** Opening DATA block **
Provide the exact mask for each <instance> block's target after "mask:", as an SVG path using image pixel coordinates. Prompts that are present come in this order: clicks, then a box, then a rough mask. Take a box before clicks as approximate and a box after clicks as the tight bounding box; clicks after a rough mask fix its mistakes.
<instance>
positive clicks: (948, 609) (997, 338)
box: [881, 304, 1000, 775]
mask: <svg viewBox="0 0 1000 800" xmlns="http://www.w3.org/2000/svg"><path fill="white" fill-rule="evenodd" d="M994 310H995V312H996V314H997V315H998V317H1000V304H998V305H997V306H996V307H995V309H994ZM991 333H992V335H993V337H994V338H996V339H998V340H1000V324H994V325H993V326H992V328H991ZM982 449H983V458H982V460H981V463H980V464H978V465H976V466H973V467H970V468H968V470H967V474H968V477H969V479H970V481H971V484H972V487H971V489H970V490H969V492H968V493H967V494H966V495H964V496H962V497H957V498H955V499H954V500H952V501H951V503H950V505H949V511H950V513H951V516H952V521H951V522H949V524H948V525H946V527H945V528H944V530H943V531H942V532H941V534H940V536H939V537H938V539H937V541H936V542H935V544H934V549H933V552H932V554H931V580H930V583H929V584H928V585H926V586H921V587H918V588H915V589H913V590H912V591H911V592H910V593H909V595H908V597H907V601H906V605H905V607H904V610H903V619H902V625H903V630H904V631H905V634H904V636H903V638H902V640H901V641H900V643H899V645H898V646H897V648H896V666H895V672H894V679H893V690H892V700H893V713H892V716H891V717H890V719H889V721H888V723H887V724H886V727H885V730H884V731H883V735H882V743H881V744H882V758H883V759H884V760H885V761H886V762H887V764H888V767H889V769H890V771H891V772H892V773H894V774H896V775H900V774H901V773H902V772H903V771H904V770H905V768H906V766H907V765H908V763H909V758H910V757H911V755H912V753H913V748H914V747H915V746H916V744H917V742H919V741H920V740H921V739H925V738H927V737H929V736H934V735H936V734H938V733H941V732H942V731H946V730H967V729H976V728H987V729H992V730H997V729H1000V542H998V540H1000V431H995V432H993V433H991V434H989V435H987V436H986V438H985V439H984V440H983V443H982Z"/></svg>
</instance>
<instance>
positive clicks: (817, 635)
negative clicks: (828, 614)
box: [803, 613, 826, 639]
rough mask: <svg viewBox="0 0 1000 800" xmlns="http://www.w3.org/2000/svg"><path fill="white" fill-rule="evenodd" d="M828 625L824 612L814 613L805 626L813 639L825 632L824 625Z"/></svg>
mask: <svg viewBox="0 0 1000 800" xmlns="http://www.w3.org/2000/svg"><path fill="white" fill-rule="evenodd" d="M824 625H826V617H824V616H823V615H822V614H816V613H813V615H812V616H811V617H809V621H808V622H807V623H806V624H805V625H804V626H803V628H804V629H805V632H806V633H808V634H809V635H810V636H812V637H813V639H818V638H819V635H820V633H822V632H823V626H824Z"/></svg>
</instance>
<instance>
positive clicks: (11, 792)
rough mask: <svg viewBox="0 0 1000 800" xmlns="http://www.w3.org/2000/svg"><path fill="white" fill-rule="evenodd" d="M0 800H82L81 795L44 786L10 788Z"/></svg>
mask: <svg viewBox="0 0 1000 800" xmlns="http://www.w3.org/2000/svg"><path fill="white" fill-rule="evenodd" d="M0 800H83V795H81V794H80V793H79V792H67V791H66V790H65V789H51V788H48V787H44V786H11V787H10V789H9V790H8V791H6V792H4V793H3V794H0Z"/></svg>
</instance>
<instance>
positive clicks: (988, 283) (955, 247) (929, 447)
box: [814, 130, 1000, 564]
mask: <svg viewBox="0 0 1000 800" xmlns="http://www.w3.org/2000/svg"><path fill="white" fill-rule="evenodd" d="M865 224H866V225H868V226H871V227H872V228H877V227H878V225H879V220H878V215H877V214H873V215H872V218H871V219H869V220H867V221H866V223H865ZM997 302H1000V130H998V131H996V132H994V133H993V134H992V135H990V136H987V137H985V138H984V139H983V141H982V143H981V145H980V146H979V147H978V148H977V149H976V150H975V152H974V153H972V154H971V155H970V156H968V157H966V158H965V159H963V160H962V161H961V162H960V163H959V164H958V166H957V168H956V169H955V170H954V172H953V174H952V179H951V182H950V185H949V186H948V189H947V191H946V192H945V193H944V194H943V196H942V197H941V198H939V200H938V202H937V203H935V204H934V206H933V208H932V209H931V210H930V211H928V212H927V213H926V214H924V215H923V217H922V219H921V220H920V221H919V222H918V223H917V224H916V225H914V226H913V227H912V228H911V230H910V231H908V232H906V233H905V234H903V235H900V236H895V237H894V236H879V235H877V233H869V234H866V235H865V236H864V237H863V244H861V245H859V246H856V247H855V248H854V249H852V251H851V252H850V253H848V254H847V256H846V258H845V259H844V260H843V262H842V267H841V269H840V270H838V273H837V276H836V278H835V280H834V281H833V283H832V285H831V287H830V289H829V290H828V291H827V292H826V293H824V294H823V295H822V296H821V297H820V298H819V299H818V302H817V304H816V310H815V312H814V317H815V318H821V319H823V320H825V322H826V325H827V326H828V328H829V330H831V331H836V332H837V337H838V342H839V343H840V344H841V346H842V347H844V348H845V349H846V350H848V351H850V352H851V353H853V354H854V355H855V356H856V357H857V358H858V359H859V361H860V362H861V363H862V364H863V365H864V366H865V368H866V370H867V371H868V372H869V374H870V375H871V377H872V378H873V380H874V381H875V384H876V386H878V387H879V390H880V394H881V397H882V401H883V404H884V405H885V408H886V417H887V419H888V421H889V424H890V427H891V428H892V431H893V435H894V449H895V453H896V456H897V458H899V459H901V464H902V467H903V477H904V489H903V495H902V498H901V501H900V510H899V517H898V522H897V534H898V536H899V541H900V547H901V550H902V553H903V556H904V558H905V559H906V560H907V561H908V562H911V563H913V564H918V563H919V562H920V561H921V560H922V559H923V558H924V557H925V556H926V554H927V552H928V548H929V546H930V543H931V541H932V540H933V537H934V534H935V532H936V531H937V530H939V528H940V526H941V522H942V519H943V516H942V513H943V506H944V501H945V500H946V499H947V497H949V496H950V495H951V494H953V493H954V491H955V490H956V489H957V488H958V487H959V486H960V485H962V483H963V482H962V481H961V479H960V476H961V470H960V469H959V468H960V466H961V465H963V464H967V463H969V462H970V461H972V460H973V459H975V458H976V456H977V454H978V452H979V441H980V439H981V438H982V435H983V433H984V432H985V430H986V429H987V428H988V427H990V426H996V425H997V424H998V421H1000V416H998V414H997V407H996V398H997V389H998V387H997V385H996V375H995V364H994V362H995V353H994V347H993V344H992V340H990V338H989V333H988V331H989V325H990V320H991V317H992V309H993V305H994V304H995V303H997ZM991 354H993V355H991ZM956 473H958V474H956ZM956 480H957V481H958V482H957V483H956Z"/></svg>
** Closing DATA block **
Repeat the whole listing exactly, line for line.

EXPECTED ANSWER
Provide the exact mask for each <instance> block's target after "mask:", as an SVG path using image pixel coordinates. Prompts that are present come in this order: clicks, then a box, then a rough mask. Take a box before clicks as approximate and a box after clicks as the tight bounding box; clicks after a rough mask fix its mistakes.
<instance>
positive clicks: (948, 609) (997, 338)
box: [881, 304, 1000, 775]
mask: <svg viewBox="0 0 1000 800" xmlns="http://www.w3.org/2000/svg"><path fill="white" fill-rule="evenodd" d="M994 310H995V312H996V314H997V315H998V317H1000V304H998V305H997V306H996V307H995V309H994ZM991 333H992V335H993V337H994V338H996V339H998V340H1000V324H994V325H993V326H992V328H991ZM982 449H983V458H982V460H981V463H980V464H978V465H976V466H973V467H970V468H968V470H967V474H968V477H969V479H970V481H971V484H972V487H971V489H970V490H969V492H968V493H967V494H966V495H964V496H962V497H957V498H955V499H954V500H952V501H951V503H950V505H949V511H950V513H951V516H952V521H951V522H949V524H948V525H946V527H945V528H944V530H943V531H942V532H941V534H940V536H939V537H938V539H937V541H936V542H935V544H934V549H933V552H932V554H931V580H930V583H929V584H928V585H926V586H921V587H918V588H915V589H913V590H912V591H911V592H910V593H909V595H908V597H907V601H906V605H905V607H904V610H903V619H902V625H903V630H904V631H905V634H904V636H903V638H902V640H901V641H900V643H899V645H898V646H897V648H896V666H895V672H894V679H893V690H892V700H893V713H892V716H891V717H890V719H889V721H888V723H887V724H886V727H885V730H884V731H883V735H882V743H881V744H882V758H883V759H884V760H885V761H886V762H887V764H888V767H889V769H890V771H891V772H892V773H894V774H896V775H900V774H901V773H902V772H903V771H904V770H905V768H906V766H907V765H908V763H909V758H910V757H911V755H912V753H913V748H914V747H915V746H916V744H917V742H919V741H920V740H921V739H925V738H927V737H929V736H934V735H936V734H938V733H941V732H942V731H946V730H967V729H976V728H987V729H992V730H997V729H1000V542H998V540H1000V431H995V432H993V433H991V434H989V435H987V436H986V438H985V439H984V440H983V443H982Z"/></svg>
</instance>
<instance>
positive clicks: (817, 635)
negative clicks: (828, 614)
box: [803, 613, 826, 639]
rough mask: <svg viewBox="0 0 1000 800" xmlns="http://www.w3.org/2000/svg"><path fill="white" fill-rule="evenodd" d="M828 625L824 612L814 613L805 626L813 639L825 632L824 625Z"/></svg>
mask: <svg viewBox="0 0 1000 800" xmlns="http://www.w3.org/2000/svg"><path fill="white" fill-rule="evenodd" d="M824 625H826V617H824V616H823V615H822V614H816V613H813V615H812V616H811V617H809V621H808V622H807V623H806V624H805V625H804V626H803V628H804V629H805V632H806V633H808V634H809V635H810V636H812V637H813V639H818V638H819V635H820V633H822V632H823V626H824Z"/></svg>
</instance>
<instance>
positive clicks: (11, 792)
rough mask: <svg viewBox="0 0 1000 800" xmlns="http://www.w3.org/2000/svg"><path fill="white" fill-rule="evenodd" d="M0 800H82L81 795L44 786L10 788Z"/></svg>
mask: <svg viewBox="0 0 1000 800" xmlns="http://www.w3.org/2000/svg"><path fill="white" fill-rule="evenodd" d="M0 800H83V795H81V794H80V793H79V792H67V791H66V790H65V789H51V788H48V787H44V786H11V787H10V789H9V790H8V791H6V792H4V793H3V794H0Z"/></svg>
</instance>
<instance>
positive clicks: (988, 283) (955, 247) (929, 447)
box: [814, 130, 1000, 564]
mask: <svg viewBox="0 0 1000 800" xmlns="http://www.w3.org/2000/svg"><path fill="white" fill-rule="evenodd" d="M865 224H866V225H868V226H871V227H872V228H877V227H878V225H879V220H878V215H877V214H873V215H872V218H871V219H869V220H867V221H866V223H865ZM997 302H1000V130H998V131H996V132H994V133H993V134H992V135H990V136H987V137H985V138H984V139H983V141H982V143H981V145H980V146H979V147H978V148H977V149H976V150H975V152H974V153H972V154H971V155H970V156H968V157H966V158H965V159H963V160H962V161H961V162H960V163H959V164H958V166H957V168H956V169H955V170H954V172H953V174H952V179H951V182H950V185H949V186H948V189H947V191H946V192H945V193H944V194H943V196H942V197H941V198H939V200H938V202H937V203H935V204H934V206H933V208H932V209H931V210H930V211H928V212H927V213H926V214H924V215H923V217H922V219H921V220H920V221H919V222H918V223H917V224H916V225H914V226H913V227H912V228H911V230H910V231H908V232H906V233H905V234H903V235H900V236H895V237H894V236H879V235H877V233H869V234H866V235H865V236H864V237H863V244H861V245H859V246H856V247H855V248H854V249H852V251H851V252H850V253H848V254H847V256H846V258H845V259H844V260H843V262H842V267H841V269H840V270H838V273H837V276H836V278H835V280H834V281H833V283H832V285H831V287H830V289H829V290H828V291H827V292H826V293H824V294H823V295H822V296H821V297H820V298H819V299H818V302H817V304H816V310H815V312H814V317H815V318H821V319H823V320H825V322H826V325H827V326H828V328H829V330H831V331H836V332H837V337H838V342H839V343H840V344H841V346H842V347H844V348H845V349H846V350H848V351H850V352H851V353H853V354H854V355H855V356H856V357H857V358H858V359H859V361H860V362H861V363H862V364H863V365H864V366H865V368H866V370H867V371H868V372H869V374H870V375H871V377H872V378H873V380H874V381H875V384H876V386H878V387H879V390H880V394H881V397H882V401H883V404H884V405H885V408H886V417H887V419H888V421H889V424H890V427H891V428H892V431H893V435H894V449H895V453H896V456H897V458H899V459H901V464H902V467H903V477H904V489H903V495H902V498H901V501H900V510H899V517H898V522H897V534H898V536H899V541H900V547H901V550H902V553H903V556H904V558H905V559H906V560H907V561H908V562H911V563H913V564H918V563H919V562H920V561H921V560H922V559H923V558H924V557H925V556H926V554H927V552H928V548H929V546H930V543H931V541H932V540H933V537H934V534H935V532H936V531H937V530H939V528H940V526H941V522H942V519H943V516H942V513H943V506H944V501H945V500H946V499H947V497H949V496H950V495H951V494H953V493H954V491H955V490H956V489H957V488H958V487H959V486H960V485H962V483H963V482H962V481H961V479H960V476H961V470H960V469H959V468H960V466H961V465H963V464H967V463H969V462H970V461H972V460H973V459H975V458H976V456H977V454H978V452H979V441H980V439H981V438H982V435H983V433H984V432H985V430H986V429H987V428H988V427H990V426H996V425H997V424H998V421H1000V416H998V414H997V407H996V398H997V389H998V387H997V385H996V375H995V364H994V362H995V353H994V347H993V344H992V340H990V338H989V333H988V331H989V325H990V320H991V317H992V309H993V305H994V304H995V303H997ZM991 354H993V355H991ZM956 473H958V474H956ZM956 480H957V481H958V482H957V483H956Z"/></svg>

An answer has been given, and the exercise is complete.